EXERCISE REQUIREMENTS »
Please copy out all the items again, swapping "bounding boxes" for "outline boxes" everywhere it occurs and changing nothing else.

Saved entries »
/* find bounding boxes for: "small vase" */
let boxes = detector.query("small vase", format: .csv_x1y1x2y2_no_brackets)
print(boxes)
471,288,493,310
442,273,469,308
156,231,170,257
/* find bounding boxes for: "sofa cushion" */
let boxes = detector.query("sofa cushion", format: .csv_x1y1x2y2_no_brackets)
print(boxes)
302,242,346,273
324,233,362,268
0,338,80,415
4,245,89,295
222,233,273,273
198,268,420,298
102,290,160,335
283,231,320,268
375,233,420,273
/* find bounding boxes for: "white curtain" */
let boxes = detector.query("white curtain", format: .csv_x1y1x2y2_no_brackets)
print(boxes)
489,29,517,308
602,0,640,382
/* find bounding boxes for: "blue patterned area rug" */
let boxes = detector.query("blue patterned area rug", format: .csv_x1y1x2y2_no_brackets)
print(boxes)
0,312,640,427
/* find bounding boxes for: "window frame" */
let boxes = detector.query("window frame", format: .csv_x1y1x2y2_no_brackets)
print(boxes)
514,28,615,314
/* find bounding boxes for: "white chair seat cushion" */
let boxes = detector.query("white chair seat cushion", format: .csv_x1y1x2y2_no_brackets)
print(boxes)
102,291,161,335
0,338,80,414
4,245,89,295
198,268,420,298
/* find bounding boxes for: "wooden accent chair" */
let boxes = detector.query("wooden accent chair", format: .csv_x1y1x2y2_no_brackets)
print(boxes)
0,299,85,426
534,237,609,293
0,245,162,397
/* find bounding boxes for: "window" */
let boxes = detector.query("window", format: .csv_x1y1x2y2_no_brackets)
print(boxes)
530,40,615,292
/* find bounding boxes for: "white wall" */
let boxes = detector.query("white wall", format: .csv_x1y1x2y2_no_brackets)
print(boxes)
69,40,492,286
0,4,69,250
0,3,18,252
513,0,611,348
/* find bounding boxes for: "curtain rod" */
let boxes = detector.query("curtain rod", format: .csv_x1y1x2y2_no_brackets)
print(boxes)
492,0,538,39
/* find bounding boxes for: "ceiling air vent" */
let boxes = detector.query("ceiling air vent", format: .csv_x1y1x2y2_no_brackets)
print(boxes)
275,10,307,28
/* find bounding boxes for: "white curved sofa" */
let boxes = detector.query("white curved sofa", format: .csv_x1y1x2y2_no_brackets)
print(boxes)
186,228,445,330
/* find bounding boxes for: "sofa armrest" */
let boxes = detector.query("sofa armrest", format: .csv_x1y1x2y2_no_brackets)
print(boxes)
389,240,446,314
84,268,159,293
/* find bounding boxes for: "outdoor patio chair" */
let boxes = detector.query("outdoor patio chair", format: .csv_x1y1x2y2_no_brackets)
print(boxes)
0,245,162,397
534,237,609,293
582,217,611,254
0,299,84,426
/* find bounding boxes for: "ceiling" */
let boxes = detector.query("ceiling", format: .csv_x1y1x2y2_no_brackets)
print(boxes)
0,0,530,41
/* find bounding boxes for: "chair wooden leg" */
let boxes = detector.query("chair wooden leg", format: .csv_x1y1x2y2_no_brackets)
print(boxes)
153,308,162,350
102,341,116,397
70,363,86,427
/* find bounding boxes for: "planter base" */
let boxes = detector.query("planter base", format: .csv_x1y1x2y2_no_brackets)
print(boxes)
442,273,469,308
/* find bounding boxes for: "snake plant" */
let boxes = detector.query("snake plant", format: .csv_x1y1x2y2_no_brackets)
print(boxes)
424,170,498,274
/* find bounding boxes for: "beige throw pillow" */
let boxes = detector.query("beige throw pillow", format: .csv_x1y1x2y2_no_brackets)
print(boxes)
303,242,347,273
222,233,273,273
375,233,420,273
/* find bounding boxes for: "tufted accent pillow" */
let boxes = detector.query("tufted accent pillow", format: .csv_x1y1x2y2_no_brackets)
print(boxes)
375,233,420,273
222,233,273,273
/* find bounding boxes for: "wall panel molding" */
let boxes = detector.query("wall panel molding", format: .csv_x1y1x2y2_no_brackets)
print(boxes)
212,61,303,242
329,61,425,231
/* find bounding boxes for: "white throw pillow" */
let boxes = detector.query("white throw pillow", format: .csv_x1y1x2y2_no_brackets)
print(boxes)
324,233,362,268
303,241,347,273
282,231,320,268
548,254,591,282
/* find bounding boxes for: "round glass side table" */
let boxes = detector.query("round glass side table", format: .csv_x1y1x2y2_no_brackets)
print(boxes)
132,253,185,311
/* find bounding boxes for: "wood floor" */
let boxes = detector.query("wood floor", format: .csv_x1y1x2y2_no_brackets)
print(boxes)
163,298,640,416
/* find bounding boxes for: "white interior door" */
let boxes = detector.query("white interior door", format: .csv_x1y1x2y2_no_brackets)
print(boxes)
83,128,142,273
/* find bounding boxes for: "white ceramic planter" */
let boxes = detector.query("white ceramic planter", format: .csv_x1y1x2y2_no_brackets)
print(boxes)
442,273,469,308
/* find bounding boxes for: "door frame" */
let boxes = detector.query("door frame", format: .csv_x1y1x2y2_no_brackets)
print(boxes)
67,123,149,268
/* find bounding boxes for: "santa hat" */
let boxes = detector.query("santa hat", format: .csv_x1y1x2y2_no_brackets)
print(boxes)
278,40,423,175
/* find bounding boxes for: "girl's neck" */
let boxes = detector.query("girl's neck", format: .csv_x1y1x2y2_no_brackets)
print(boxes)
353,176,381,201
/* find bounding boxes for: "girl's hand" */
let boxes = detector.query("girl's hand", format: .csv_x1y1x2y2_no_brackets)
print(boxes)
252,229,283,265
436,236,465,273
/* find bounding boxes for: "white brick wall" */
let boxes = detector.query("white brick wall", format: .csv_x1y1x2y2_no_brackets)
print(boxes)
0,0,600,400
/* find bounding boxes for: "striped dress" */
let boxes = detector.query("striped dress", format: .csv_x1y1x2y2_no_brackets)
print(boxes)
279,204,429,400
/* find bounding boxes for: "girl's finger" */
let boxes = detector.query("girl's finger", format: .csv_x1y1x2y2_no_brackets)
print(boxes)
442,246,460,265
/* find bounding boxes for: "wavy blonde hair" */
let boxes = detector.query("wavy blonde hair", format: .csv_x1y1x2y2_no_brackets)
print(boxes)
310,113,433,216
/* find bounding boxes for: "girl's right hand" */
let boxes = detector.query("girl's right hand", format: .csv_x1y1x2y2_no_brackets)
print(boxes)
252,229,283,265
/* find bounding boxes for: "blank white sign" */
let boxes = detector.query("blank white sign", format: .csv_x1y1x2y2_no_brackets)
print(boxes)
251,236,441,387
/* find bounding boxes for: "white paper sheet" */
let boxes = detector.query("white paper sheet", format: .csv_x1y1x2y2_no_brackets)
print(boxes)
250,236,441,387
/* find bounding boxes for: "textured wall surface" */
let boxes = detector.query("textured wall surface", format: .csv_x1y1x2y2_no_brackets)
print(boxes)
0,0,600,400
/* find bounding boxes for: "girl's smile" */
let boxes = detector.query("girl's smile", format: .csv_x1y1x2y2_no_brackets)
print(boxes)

ANSWER TO THIS PROBLEM »
/* find outline boxes for: "small vase" */
let boxes = detector.query("small vase", format: .csv_x1y1x2y2_no_brackets)
print(boxes)
471,288,493,310
442,273,469,308
156,231,170,257
/* find outline boxes for: "sofa cushion" */
let boxes = detector.query("sofa cushion", format: .csv_x1y1x2y2_no_brackets)
print(boxes)
302,242,346,273
324,233,362,268
0,338,80,415
4,245,89,295
222,233,273,273
198,268,420,298
102,290,160,335
283,231,320,268
375,233,420,273
/* find outline boxes for: "white curtain" */
let boxes = detector.query("white curtain", format: .csv_x1y1x2y2_no_brackets)
print(boxes)
489,29,517,308
602,0,640,382
/* find outline boxes for: "blue patterned area rug" */
let boxes = detector.query("blue patterned area rug", format: .csv_x1y1x2y2_no_brackets)
print(boxes)
0,312,640,427
/* find outline boxes for: "window frame" */
let boxes = detector.query("window frame", format: .csv_x1y1x2y2_no_brackets)
print(boxes)
514,28,615,314
/* find outline boxes for: "white chair seat cushion" */
let boxes = detector.query("white chair seat cushion", format: .csv_x1y1x2y2_no_brackets)
print(boxes)
102,291,161,335
0,338,80,414
4,245,89,295
198,268,420,298
/* find outline boxes for: "wooden accent chair" */
let boxes = detector.query("wooden accent chair", format: .csv_x1y1x2y2_no_brackets)
print(boxes)
0,299,85,426
534,237,609,293
0,245,162,397
/* find outline boxes for: "window" */
let boxes = detector.query("window", format: .csv_x1y1x2y2_no_brackets)
print(boxes)
530,40,615,292
/* find outline boxes for: "white wall" */
let boxes = detector.query("white wall", format: .csv_x1y1x2y2_no_brackets)
print(boxes)
69,40,492,286
0,4,69,250
0,3,18,252
513,0,611,348
/* find outline boxes for: "curtain rod" */
let boxes = detector.query("curtain rod", format: .csv_x1y1x2y2_no_brackets)
print(boxes)
492,0,538,39
/* find outline boxes for: "ceiling air vent" */
let boxes = detector.query("ceiling air vent", format: .csv_x1y1x2y2_no_brackets)
print(boxes)
275,10,307,28
/* find outline boxes for: "white curved sofa" */
let boxes = detector.query("white curved sofa", format: .csv_x1y1x2y2_no_brackets)
print(boxes)
186,228,445,330
/* find outline boxes for: "sofa armrest" */
let boxes = detector.query("sofa armrest", format: .csv_x1y1x2y2_no_brackets)
print(boxes)
389,240,446,314
84,268,159,293
/* find outline boxes for: "outdoor patio chair" */
let boxes = detector.query("outdoor patio chair", format: .csv_x1y1x2y2_no_brackets)
print(boxes)
0,245,162,397
534,237,609,293
582,217,611,254
0,299,84,426
/* find outline boxes for: "ceiling" */
let boxes = detector.query("ceiling", format: .csv_x1y1x2y2_no_brackets)
print(boxes)
0,0,530,41
/* find outline boxes for: "chair wooden leg" */
let boxes = detector.query("chair wooden leg", format: .csv_x1y1x2y2_no_brackets)
print(boxes)
153,308,162,350
102,341,116,397
70,363,86,427
/* find outline boxes for: "planter base" */
let boxes = detector.query("planter base", format: .csv_x1y1x2y2_no_brackets)
print(boxes)
442,273,469,308
/* find outline boxes for: "snake plant" */
let boxes = detector.query("snake plant", format: .csv_x1y1x2y2_no_brackets)
print(boxes)
424,170,498,274
/* find outline boxes for: "beige throw pillow" */
let boxes = detector.query("beige throw pillow", format: .csv_x1y1x2y2_no_brackets)
print(boxes)
303,242,347,273
222,233,273,273
375,233,420,273
/* find outline boxes for: "tufted accent pillow" */
let boxes = detector.query("tufted accent pillow", format: .csv_x1y1x2y2_no_brackets)
print(boxes)
375,233,420,273
222,233,273,273
/* find outline boxes for: "wall panel molding" */
let boxes = detector.query("wall panel molding", format: .csv_x1y1x2y2_no_brackets)
print(boxes)
212,61,303,242
329,61,425,231
/* find outline boxes for: "white throw pillow" */
let boxes = detector.query("white throw pillow", format: .csv_x1y1x2y2_no_brackets)
print(boxes)
324,233,362,268
303,241,347,273
282,231,320,268
548,254,591,282
/* find outline boxes for: "round glass side table" */
let boxes = detector.query("round glass side table", format: .csv_x1y1x2y2_no_brackets)
print(boxes)
132,253,185,311
/* find outline boxes for: "wood floor" */
let boxes = detector.query("wood floor", format: .csv_x1y1x2y2_no_brackets)
print(boxes)
163,298,640,416
/* find outline boxes for: "white interior door" */
let boxes = detector.query("white interior door", format: .csv_x1y1x2y2_no_brackets)
print(boxes)
83,128,142,273
/* find outline boxes for: "white ceramic planter" */
let boxes = detector.query("white ceramic planter", format: .csv_x1y1x2y2_no_brackets)
print(boxes)
442,273,469,308
/* find outline boxes for: "door frame" */
let boxes = detector.query("door frame", format: .csv_x1y1x2y2_no_brackets)
print(boxes)
67,123,149,268
/* find outline boxes for: "santa hat" */
let boxes = detector.query("santa hat", format: .csv_x1y1x2y2_no_brackets)
print(boxes)
278,40,423,175
/* find outline boxes for: "girl's neck" */
let boxes = detector.query("girl's neck", format: .csv_x1y1x2y2_no_brackets)
print(boxes)
353,176,381,201
/* find outline boxes for: "girl's hand" */
let boxes = detector.query("girl's hand", format: .csv_x1y1x2y2_no_brackets)
print(boxes)
252,229,283,265
436,236,465,273
/* find outline boxes for: "white brick wall" */
let boxes = detector.query("white brick wall", format: .csv_x1y1x2y2_no_brackets)
print(boxes)
0,0,600,400
/* find outline boxes for: "striped dress" */
let boxes = detector.query("striped dress", format: .csv_x1y1x2y2_no_brackets)
print(boxes)
279,204,429,400
/* find outline boxes for: "girl's finger" */
let boxes = detector.query("girl's finger", format: .csv_x1y1x2y2_no_brackets)
print(boxes)
442,246,460,265
/* find outline boxes for: "wavy blonde hair" */
let boxes = detector.query("wavy blonde hair", format: .csv_x1y1x2y2_no_brackets)
print(boxes)
310,113,433,216
/* find outline boxes for: "girl's right hand" */
let boxes = detector.query("girl's right hand", format: .csv_x1y1x2y2_no_brackets)
print(boxes)
252,229,283,265
/* find outline boxes for: "blank white sign" */
let boxes = detector.query("blank white sign", format: .csv_x1y1x2y2_no_brackets)
print(boxes)
251,236,441,387
/* find outline boxes for: "white paper sheet" */
let boxes = detector.query("white paper sheet", format: .csv_x1y1x2y2_no_brackets)
print(boxes)
250,236,441,387
/* find outline boxes for: "textured wall surface" */
let boxes = detector.query("textured wall surface", format: .csv_x1y1x2y2_no_brackets)
print(boxes)
0,0,600,400
/* find outline boxes for: "girl's smile" */
let boxes = detector.query("girl's smile", format: .csv_x1y1x2y2_no_brackets)
print(boxes)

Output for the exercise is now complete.